Aujourd’hui nous rejetons tous les canons et tous les versets,
toutes les bibles saintes et toutes les bibles maudites. Nous avons
des bras, nous avons des cerveaux, nous voulons édifier le
socialisme en Pologne. L’édifier, et non pas l’imaginer à
travers des dogmes. » [[B. Drozdowski : Zycie Literackie, 4 avril 1956.]]
Les
intellectuels ne se limitent pas, d’ailleurs, à rejeter le
dogmatisme. Ils critiquent les dogmes d’une façon détaillée.
Ainsi Jan Kott dénonce la théorie du communisme en tant
que système édifiant le socialisme à force
d’industrialisation forcée, théorie qui a tant
influencé Sartre à travers Deutscher : « Même
le terme de « socialisme » a été tellement
défiguré par le stalinisme que nous en étions
venus à croire que tout ce que ce terme impliquait
était un système violent et extrêmement coûteux
d’industrialisation de pays économiquement
sous-développés. » Tandis que les jeunes
écrivains de Po Prostu dénoncent parallèlement
d’utilisation de l’homme en tant qu’«élément
de forces de production », qui sert « les intérêts
économiques impersonnels de l’État » : « Le
socialisme n’a pas de sens, si l’on se désintéresse
du sort de l’individu dans la société. Et c’est
précisément ce qu’a fait le stalinisme en couvrant du
nom de socialisme ce « procès d’accumulation
primitive », que Marx attribuait, dans son schéma
historique, au capitalisme. » [[ Po Prostu, 4 avril et 4 juillet 1956.]]
On
dévoile également le sophisme fondamental, selon lequel
il suffit de nationaliser les moyens de production afin de
créer le socialisme :
« A
la suite de la révolution, les moyens de production se
trouvèrent entre les mains de l’État populaire. Mais
voilà : c’était entre les mains de l’État, et
pas entre les mains du peuple… Les capitalistes ont été
expropriés, mais cela n’a nullement amené les
conditions socialistes de production. » [[J. Roszko : Zycie Literackie, 4 mars 1956.]]
I.

───

Détails de l'exercice
Prolongez le texte sur la critique du stalinisme par les intellectuels polonais en 1956, en reprenant à la suite de sa dernière phrase.

───

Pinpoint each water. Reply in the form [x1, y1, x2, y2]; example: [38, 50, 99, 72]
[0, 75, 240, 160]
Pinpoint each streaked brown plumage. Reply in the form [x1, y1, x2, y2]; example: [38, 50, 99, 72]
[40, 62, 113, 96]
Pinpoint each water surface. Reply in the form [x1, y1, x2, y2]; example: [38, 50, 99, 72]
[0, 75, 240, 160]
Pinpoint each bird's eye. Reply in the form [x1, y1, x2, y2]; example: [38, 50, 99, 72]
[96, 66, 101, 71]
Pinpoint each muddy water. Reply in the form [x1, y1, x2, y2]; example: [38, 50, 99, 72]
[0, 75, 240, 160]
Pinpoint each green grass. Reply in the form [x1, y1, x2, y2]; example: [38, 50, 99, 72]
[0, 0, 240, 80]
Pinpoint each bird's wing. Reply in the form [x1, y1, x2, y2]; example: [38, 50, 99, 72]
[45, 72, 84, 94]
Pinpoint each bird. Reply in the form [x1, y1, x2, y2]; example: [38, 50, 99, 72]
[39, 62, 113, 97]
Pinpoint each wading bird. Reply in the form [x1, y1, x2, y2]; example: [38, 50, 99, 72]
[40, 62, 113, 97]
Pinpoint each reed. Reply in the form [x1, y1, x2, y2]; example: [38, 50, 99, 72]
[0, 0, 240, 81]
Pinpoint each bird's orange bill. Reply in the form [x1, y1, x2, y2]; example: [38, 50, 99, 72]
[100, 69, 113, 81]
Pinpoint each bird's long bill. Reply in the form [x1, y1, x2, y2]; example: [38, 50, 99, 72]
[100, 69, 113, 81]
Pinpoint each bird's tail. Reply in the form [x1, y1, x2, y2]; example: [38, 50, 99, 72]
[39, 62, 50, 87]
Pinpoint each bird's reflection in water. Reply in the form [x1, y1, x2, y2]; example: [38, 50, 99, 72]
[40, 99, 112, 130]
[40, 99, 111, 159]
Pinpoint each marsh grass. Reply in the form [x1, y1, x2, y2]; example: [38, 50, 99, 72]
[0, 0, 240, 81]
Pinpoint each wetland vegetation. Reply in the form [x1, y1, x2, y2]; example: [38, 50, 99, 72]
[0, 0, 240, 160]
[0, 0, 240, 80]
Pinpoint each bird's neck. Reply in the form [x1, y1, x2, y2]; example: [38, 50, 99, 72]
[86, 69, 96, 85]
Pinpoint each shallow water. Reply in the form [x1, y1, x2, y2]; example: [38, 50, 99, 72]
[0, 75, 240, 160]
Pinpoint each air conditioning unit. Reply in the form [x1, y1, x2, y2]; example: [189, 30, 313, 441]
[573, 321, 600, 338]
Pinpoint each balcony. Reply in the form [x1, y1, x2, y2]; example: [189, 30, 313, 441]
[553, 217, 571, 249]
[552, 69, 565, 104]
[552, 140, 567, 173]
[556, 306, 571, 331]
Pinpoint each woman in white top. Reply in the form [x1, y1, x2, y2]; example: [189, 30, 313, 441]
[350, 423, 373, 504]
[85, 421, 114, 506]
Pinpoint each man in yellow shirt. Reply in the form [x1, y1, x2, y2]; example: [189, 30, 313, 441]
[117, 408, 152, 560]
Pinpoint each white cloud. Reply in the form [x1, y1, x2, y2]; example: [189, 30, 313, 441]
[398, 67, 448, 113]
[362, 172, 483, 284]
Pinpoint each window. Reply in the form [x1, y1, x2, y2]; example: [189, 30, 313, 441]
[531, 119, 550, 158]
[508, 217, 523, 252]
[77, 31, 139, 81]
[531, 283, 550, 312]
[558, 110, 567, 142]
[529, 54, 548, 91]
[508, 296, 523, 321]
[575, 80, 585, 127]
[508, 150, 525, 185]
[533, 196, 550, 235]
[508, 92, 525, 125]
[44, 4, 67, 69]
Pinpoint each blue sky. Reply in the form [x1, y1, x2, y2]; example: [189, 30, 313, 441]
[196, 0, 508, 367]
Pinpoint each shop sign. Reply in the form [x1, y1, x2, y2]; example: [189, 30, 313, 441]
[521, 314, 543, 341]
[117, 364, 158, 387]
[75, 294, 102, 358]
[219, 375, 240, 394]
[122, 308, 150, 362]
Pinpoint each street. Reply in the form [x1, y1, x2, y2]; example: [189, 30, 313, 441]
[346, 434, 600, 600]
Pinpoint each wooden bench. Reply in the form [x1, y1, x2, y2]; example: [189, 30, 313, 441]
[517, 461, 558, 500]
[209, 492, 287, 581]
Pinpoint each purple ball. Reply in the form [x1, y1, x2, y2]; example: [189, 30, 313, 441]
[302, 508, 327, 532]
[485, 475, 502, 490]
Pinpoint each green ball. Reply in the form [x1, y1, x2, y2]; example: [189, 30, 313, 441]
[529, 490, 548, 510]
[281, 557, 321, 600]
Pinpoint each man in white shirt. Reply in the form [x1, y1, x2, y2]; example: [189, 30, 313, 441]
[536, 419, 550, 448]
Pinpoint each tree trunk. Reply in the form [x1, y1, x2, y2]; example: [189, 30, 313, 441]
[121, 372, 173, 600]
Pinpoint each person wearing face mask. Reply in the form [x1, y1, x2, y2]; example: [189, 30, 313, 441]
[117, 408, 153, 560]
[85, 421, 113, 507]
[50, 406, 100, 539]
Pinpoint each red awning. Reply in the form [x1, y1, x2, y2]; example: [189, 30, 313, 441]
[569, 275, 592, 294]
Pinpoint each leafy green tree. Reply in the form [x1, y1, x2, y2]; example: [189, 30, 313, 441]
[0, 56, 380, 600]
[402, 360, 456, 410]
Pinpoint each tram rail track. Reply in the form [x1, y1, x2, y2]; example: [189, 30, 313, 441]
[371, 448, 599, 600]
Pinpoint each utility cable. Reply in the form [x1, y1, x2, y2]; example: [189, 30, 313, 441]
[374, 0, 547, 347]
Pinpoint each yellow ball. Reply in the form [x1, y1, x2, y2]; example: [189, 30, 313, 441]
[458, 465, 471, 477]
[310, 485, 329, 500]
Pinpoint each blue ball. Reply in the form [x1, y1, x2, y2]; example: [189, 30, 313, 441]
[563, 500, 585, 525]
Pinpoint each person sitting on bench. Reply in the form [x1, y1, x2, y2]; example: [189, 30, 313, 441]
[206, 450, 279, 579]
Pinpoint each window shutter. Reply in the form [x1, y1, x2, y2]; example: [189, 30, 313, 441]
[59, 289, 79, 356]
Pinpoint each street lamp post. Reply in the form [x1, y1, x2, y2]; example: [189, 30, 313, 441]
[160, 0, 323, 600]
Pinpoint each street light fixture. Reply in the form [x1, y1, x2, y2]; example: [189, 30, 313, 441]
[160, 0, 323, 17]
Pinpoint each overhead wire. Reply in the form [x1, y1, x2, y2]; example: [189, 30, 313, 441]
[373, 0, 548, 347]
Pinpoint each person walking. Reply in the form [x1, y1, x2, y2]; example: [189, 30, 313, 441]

───

Réponse à l'exercice
Majchrzak donne une interprétation plus complète du
même phénomène : « On a cru que la
nationalisation des moyens de production formait une base suffisante
pour créer une attitude socialiste envers le travail, une
nouvelle moralité socialiste, une nouvelle discipline
intérieure socialiste… Tout ce qui niait ces présomptions
était mis au compte de la survivance d’une mentalité
petite-bourgeoise… Mais le fait même d’exproprier la
bourgeoisie n’agit pas sur la conscience des hommes. Les ouvriers
ne sont sensibles qu’à l’ensemble des institutions dans la
législation du travail, dans l’organisation de la production
et dans l’organisation de la vie sociale de l’entreprise. »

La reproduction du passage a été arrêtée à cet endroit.